**SET PROBLEM**: Please count how many lines in the items below contain the string "grass", and reply with that number alone.

**LISTING**:

· · · · ·

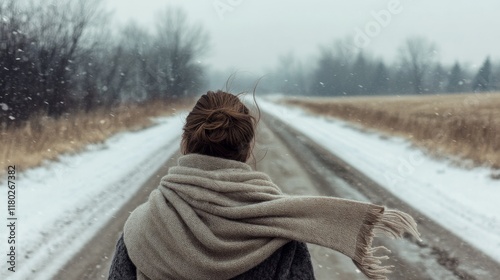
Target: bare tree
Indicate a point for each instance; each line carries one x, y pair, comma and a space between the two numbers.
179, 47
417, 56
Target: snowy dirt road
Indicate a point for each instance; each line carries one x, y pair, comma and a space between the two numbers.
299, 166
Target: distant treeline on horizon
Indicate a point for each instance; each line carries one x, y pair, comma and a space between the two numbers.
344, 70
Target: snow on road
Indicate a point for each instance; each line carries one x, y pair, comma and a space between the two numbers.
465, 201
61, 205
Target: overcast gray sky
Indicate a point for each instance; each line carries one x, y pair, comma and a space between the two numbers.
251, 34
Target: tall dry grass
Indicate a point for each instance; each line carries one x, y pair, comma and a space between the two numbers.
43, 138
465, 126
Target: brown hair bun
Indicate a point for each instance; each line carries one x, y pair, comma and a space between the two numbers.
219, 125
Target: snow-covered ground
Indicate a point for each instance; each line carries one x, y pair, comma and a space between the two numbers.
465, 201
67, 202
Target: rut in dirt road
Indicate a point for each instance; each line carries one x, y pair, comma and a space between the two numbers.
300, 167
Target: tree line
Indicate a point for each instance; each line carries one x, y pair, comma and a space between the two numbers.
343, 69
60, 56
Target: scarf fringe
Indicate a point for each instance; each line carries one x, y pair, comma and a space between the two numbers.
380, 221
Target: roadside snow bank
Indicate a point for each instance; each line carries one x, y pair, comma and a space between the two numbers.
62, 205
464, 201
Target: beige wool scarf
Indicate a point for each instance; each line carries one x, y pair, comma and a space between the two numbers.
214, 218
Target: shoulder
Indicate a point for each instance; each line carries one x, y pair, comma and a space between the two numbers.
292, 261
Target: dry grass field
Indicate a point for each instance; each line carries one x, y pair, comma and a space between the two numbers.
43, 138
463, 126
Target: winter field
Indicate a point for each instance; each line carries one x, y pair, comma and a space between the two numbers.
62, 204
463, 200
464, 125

· · · · ·

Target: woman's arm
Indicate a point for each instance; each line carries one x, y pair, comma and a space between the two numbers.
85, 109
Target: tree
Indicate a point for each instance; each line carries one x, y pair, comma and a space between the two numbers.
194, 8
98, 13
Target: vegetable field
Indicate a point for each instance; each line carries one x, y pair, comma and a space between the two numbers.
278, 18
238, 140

· · · · ·

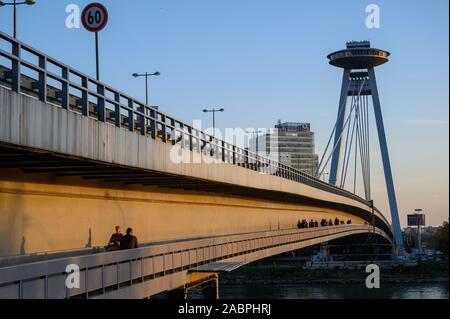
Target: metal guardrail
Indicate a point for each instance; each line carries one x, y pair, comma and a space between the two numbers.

· · · · ·

**RESULT OF THIS TASK**: 2